YOUR TASKS>
**1)** In the account about the mill, how old is the speaker's mother?
**2)** Summarize the account about the mill in two sentences.
**3)** Continue the account about the mill from its final sentence.
— Begin EXCERPT PROVIDED —
He said he thought I was going to be a rich lady now and I could pay a lot of rent and he doubled the rent and I told him I can’t do that.  He said, “Well then, you going to make money.”  I said, “I haven’t made any.”  He thought I’m still poor  because I don’t have the money yet, because I’m still struggling with the machine.  He thought I wouldn’t move again because it cost me so much money to move it there.  He thought that I had to pay rent because I couldn’t move.

A lady from Capalini helped me with the money.  She said, “If you move it to this place I lend you some money for a piece of weaving later.”  Just to promote this place because it so poor.  I said, “Alright, give me the money,” and we moved there without a building.  We just put it outside and covered it with tarps and so set it there in the middle of the winter so much snow in Colorado.  They were moving it in heavy snow.  It been over 2 years now  that we have this building up.

I see that thing there but I think, “How could I do that by myself?” I have my husband.  I have my big family but they have never put any money in there.  They say, “You are crazy.  What are you doing?  You’re too old.  Why didn’t you start 40 years ago?”  I say, “I’m  alive.  I’m still here.  I’m o.k. Why not our minds work?”  I don’t see why not.  So I kept on and my Mamma helped me all the way and she is 96.  She backing me up 100 percent.  Every penny she gets she’ll give it to me.  We don’t need any money.  I could make it without any mill, without anything because I used to get Social Security.  When they saw the mill they took away my old pension.  They say no, I have that.  But that don’t give me money.   That’s taking my money away.  But people didn’t see that.
— End EXCERPT PROVIDED —
— Begin RECORDS SUPPLIED —
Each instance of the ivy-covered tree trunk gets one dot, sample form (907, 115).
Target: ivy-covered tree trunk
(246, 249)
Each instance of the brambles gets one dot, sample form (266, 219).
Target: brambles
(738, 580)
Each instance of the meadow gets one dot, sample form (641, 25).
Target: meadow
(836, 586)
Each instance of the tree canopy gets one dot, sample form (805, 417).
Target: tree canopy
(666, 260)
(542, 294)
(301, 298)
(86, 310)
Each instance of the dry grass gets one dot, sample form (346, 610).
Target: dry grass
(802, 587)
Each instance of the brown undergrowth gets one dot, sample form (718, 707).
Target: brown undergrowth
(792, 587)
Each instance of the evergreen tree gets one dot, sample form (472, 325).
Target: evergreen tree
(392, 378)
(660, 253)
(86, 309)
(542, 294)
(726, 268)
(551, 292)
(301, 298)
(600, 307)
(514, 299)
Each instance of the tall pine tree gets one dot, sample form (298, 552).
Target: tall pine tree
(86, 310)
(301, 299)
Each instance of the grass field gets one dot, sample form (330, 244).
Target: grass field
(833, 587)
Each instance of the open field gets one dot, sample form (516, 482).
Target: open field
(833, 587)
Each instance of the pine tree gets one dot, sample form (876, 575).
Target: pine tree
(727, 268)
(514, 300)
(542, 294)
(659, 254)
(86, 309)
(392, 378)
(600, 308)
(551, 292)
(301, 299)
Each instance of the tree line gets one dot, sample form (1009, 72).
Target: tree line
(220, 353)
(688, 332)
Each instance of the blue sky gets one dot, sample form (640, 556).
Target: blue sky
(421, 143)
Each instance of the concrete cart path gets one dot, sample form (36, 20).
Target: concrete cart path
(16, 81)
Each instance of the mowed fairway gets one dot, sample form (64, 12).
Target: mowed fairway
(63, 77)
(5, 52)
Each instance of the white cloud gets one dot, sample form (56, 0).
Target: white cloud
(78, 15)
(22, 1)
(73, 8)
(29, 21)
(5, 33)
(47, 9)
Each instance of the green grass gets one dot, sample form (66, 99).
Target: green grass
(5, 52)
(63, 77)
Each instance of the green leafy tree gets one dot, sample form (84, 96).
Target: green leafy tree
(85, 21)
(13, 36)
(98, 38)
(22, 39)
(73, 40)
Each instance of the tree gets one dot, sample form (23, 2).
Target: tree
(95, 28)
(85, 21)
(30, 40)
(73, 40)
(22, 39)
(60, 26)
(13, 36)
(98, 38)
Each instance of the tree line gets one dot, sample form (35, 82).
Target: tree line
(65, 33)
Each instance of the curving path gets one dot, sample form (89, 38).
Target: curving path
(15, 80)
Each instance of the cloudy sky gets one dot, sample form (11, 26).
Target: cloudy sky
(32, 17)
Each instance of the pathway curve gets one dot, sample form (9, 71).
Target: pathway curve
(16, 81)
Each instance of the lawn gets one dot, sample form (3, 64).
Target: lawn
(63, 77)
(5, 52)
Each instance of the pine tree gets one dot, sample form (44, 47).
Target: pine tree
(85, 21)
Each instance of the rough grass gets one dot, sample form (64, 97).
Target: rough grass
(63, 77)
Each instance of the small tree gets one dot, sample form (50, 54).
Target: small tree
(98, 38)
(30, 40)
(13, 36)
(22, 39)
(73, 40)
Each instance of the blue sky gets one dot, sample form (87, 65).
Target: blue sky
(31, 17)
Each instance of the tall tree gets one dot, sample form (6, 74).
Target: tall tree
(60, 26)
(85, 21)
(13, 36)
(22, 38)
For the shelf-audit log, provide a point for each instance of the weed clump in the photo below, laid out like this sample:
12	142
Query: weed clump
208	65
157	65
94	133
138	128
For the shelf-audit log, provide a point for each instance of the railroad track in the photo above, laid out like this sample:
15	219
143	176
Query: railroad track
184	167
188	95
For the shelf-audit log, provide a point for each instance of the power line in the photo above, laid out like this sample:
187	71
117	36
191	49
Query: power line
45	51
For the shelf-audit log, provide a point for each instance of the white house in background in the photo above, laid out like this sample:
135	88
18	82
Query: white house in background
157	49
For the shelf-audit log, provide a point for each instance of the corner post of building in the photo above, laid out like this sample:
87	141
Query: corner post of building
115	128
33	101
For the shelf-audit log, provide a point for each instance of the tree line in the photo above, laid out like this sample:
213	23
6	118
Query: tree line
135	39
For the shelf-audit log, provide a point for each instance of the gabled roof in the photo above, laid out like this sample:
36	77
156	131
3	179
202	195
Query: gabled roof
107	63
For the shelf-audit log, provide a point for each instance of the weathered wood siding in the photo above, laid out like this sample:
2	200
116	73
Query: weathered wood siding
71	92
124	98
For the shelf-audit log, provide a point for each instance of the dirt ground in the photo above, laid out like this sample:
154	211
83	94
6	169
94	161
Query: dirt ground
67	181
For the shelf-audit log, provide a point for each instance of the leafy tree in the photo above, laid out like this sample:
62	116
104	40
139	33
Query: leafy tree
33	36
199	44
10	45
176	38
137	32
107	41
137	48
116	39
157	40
— End RECORDS SUPPLIED —
RESULTS BY TASK>
**1)** She is 96.

**2)** After a landlord doubled the rent on the assumption that the speaker would soon be rich, the speaker took up a Capalini woman's offer of a loan and moved the machine outdoors under tarps through heavy Colorado snow, and a building has now been up for over two years. The speaker's large family called the venture crazy and said it came too late, but the speaker kept going with the full backing of a 96-year-old mother, even though the mill led to the loss of an old pension.

**3)**
I’ve been suffering a lot, and to make decisions, it’s been so hard for me because there’s nobody to tell me should I do that or not.  Everybody was against me all the time.  Now, the mill  started for a while.  I know what I want out of there.  I know what’s there and I know what’s going to come out of there.  But they don’t.  I have a grandson there, a son of this girl that is a musician.  He was going on his way to California that day and he stopped to see Grandma.  He saw the machinery, and he likes the idea and he said, “O.k. Grandma, I’m going to stay here for 2 weeks and help you.”  He stayed 2 weeks we had a consultant there helping us to put the machines together.

We didn’t want to tell him anything because he was only going to California anyway.  But he pay attention pretty good and he’s still with me 4 years.  If it hadn’t been for him I don’t know what I would have done.  He built the building little by little, that’s why we took so long, because we’re by ourselves.  Sometimes we need a hand and there’s nobody.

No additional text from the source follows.